* _EXCERPT TO READ_

* * * * * * *

What follows is a proposal for rethinking the way AC_CHECK_xxx are implemented,
organized in three parts that respectively:
- reduce configure script size
- make more widespread use of m4 loops/lists
- set up a framework for providing specialized implementations of generic 
feature tests

Part 1 of the proposal applies, more precisely, to AC_CHECK_FUNC, AC_CHECK_TYPE,
AC_CHECK_HEADER, AC_CHECK_DECL, AC_CHECK_PROG and AC_CHECK_TOOL.  It aims at 
creating
shell functions for the body of the test, so that the expansion of the macro is 
along
the lines  of

    _ac_check_func 'strerror'
    if test $ac_cv_func_strerror = yes; then
        ...
    else
        ...
    fi

The potential compatibility problem of this change is that conditional testing 
would
cause more failuers than it does now: Autoconf 2.57 already fails subsequent C 
language
tests if the first AC_CHECK_FUNC was conditionally skipped and not preceded by 
an
unconditional AC_PROG_CC; with this approach, skipping the first AC_CHECK_FUNC
expansion will cause the shell function not to be defined and all other 
AC_CHECK_FUNC
tests to fail miserably.

* * * * * * *

* _YOUR TASK_
Condense the paragraph of the Autoconf proposal that begins "What follows is a proposal" into one shorter sentence that keeps its main points. The lines placed after this point are unrelated to the Autoconf proposal.

* _DATA SHOWN_
* * * * * * *

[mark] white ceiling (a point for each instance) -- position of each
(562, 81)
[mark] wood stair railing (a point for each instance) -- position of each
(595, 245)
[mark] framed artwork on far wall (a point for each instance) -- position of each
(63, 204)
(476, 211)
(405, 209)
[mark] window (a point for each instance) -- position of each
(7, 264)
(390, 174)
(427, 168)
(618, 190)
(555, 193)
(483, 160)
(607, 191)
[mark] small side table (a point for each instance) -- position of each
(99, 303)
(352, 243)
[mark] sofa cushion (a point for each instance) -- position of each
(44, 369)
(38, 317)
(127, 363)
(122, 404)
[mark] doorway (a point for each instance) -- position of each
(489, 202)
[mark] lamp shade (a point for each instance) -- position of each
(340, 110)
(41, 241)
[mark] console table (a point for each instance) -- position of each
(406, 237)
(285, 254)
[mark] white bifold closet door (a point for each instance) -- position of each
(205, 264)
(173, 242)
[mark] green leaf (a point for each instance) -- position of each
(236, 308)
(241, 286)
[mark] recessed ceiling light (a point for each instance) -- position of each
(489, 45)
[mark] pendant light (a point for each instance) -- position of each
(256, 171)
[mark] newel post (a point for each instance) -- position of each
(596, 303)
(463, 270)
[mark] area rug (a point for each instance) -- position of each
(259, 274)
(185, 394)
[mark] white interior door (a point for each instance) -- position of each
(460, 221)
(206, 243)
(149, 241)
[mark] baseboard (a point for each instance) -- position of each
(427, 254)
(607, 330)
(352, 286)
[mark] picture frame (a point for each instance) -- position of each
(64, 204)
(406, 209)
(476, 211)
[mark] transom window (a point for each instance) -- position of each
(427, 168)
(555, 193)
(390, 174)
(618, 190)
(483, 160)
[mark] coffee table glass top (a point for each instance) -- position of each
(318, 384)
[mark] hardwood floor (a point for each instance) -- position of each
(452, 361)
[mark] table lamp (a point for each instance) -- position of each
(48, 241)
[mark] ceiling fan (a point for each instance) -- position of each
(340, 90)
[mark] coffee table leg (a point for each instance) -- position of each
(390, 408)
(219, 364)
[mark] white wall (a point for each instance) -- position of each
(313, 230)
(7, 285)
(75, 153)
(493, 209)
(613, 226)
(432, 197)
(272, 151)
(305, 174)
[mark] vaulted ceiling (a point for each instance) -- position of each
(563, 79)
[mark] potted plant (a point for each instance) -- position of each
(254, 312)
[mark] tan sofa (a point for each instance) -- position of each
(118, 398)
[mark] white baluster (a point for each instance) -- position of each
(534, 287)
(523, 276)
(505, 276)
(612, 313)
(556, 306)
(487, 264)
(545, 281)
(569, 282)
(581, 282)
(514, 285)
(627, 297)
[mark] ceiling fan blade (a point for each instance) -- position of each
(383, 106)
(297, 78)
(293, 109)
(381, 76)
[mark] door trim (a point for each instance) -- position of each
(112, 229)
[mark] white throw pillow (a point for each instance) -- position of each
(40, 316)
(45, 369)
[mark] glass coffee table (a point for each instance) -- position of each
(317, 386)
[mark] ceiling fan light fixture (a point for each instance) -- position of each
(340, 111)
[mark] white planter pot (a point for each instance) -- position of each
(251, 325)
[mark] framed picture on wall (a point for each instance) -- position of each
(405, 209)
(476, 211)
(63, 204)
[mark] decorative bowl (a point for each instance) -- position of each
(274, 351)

* * * * * * *

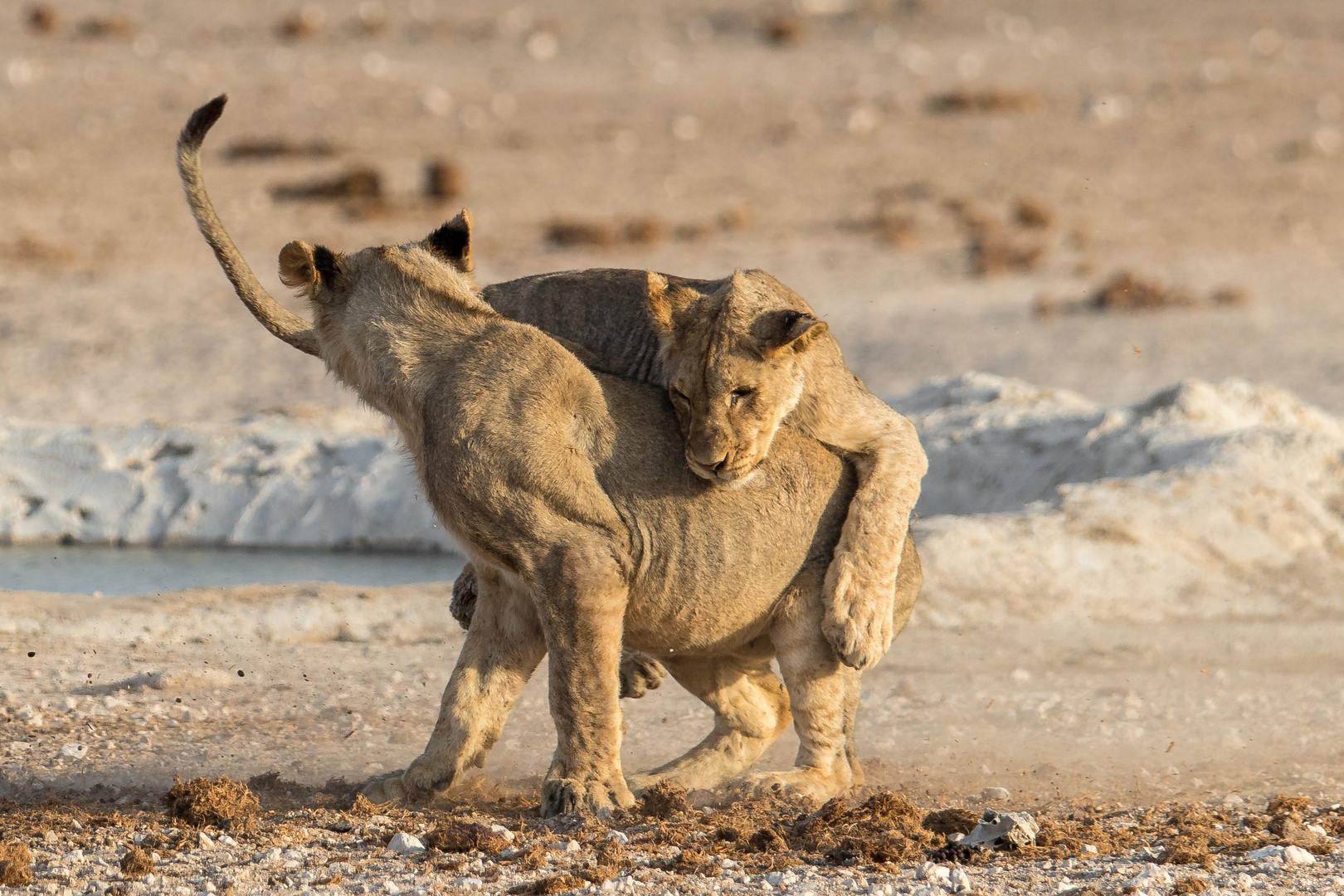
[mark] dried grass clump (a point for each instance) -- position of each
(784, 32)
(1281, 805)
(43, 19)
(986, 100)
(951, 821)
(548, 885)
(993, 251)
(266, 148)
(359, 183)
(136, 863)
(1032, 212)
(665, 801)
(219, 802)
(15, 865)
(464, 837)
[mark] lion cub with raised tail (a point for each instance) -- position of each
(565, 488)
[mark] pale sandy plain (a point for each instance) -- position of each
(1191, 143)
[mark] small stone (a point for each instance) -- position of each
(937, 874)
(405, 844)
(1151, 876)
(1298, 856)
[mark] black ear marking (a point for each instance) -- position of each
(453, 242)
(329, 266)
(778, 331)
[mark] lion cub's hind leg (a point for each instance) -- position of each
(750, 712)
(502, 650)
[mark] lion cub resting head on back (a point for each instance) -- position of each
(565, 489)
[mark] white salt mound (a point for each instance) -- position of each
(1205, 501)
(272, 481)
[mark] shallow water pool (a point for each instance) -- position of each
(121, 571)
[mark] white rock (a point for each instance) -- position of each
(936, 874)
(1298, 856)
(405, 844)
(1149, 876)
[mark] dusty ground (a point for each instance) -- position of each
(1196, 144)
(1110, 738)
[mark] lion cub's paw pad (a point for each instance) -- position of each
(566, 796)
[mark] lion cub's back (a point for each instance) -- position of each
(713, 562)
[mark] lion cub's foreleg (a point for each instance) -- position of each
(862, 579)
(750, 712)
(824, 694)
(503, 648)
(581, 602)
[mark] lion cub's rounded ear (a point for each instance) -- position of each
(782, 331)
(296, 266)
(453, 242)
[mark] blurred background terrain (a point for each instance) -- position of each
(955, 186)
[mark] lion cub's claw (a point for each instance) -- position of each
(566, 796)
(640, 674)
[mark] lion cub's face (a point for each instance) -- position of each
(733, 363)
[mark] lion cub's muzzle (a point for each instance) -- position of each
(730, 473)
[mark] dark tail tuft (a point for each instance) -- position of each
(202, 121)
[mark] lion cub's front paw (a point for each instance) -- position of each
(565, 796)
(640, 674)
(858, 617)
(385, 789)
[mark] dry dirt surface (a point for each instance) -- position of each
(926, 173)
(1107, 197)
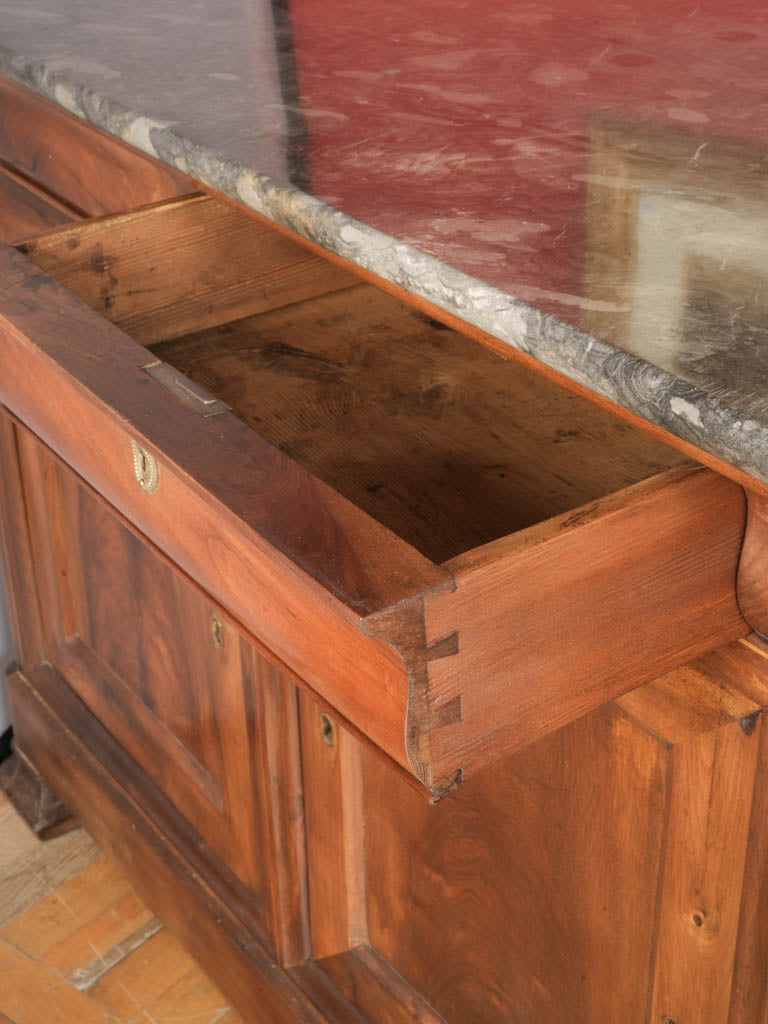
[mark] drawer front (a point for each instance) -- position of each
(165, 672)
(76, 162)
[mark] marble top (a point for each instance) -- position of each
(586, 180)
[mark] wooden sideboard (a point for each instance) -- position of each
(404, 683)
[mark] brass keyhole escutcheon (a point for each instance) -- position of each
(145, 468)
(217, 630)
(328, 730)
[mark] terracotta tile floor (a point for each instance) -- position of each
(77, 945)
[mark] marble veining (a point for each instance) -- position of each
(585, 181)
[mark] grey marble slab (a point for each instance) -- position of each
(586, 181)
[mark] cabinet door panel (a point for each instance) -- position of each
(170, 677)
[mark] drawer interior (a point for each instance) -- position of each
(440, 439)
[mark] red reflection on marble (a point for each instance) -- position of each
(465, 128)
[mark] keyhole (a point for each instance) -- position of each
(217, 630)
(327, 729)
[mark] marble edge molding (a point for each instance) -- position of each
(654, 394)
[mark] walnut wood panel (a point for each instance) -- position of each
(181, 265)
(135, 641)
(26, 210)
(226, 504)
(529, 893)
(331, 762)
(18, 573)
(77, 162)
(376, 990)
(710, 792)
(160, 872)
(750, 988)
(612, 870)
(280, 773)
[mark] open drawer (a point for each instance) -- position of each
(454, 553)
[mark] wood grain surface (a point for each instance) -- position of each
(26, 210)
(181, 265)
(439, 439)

* * * * * * *

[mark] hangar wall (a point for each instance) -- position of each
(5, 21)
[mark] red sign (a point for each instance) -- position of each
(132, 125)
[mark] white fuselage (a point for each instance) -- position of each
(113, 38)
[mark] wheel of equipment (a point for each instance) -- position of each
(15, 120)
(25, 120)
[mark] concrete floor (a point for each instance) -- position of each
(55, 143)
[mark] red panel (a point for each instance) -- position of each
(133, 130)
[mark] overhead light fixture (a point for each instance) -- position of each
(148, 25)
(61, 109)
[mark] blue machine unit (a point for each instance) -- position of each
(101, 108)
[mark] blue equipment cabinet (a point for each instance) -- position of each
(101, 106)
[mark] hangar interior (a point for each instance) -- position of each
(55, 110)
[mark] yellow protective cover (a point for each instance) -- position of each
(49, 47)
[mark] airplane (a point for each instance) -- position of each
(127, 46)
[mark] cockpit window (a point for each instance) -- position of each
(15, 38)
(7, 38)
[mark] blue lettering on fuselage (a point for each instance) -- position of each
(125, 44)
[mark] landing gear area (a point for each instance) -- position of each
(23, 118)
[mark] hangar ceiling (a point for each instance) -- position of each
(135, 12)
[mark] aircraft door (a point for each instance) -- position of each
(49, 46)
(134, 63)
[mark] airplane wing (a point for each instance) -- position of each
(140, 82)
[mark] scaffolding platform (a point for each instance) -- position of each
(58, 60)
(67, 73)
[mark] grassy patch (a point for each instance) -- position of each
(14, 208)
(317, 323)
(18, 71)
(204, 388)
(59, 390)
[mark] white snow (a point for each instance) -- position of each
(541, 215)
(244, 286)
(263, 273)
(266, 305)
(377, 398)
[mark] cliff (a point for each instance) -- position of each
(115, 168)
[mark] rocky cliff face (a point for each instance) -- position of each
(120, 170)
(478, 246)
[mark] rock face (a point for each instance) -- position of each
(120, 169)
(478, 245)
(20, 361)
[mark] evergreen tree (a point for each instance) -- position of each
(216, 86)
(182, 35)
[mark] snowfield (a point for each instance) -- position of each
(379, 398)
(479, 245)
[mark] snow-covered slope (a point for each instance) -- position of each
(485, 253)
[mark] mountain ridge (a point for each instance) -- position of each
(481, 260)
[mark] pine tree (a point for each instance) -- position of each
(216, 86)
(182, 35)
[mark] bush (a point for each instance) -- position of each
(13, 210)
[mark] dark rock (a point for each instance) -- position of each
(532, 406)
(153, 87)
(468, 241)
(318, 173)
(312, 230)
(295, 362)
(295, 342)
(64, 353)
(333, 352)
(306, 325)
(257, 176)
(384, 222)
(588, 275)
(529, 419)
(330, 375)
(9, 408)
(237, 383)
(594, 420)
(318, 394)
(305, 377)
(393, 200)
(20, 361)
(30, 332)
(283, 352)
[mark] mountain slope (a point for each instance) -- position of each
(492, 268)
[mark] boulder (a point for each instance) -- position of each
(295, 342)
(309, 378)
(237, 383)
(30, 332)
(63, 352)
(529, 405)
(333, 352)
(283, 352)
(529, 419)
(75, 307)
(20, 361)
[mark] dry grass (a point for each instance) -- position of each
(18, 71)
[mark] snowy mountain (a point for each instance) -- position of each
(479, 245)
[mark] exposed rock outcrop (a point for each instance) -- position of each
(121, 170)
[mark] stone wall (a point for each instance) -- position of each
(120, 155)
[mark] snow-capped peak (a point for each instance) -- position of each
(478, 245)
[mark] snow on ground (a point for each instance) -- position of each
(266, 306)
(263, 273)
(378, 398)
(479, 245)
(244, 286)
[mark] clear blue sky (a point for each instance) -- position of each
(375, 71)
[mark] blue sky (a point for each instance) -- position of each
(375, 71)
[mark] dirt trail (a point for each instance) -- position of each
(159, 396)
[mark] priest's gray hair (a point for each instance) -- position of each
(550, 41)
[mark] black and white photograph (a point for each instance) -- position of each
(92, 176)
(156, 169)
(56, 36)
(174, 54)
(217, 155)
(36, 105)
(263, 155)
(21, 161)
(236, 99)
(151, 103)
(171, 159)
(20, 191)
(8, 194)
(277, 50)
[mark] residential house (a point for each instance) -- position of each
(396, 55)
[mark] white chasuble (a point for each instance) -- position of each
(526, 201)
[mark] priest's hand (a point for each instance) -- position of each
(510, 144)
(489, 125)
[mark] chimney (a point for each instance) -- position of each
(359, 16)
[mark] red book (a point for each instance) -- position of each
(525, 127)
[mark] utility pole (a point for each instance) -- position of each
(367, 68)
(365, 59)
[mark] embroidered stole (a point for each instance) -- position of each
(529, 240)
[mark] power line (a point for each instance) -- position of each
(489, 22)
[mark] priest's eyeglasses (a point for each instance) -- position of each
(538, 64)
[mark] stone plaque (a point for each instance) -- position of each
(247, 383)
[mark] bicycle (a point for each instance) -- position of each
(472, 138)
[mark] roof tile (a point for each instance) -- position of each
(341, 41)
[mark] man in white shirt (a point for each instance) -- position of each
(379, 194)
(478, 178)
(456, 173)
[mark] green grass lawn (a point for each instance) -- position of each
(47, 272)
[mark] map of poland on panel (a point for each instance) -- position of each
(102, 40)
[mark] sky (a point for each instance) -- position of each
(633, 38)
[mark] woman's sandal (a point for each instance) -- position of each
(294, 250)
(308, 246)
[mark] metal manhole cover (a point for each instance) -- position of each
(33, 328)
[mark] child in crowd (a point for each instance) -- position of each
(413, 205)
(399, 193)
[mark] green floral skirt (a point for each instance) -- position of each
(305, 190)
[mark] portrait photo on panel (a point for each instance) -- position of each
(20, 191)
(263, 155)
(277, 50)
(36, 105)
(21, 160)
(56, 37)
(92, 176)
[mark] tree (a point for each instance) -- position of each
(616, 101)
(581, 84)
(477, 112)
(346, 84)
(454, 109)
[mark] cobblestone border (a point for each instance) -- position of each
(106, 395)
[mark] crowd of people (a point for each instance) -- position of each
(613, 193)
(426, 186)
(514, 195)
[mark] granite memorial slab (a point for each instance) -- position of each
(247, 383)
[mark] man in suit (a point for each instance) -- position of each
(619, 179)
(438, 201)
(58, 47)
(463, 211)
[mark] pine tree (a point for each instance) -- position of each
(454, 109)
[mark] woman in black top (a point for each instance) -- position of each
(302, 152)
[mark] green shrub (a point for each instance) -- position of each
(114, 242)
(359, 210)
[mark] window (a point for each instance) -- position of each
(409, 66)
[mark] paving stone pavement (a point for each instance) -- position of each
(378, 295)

* * * * * * *

* _EXPECTED OUTPUT_
The proposal to rethink how AC_CHECK_xxx are implemented has three parts: reducing configure script size, making wider use of m4 loops and lists, and setting up a framework for specialized implementations of generic feature tests.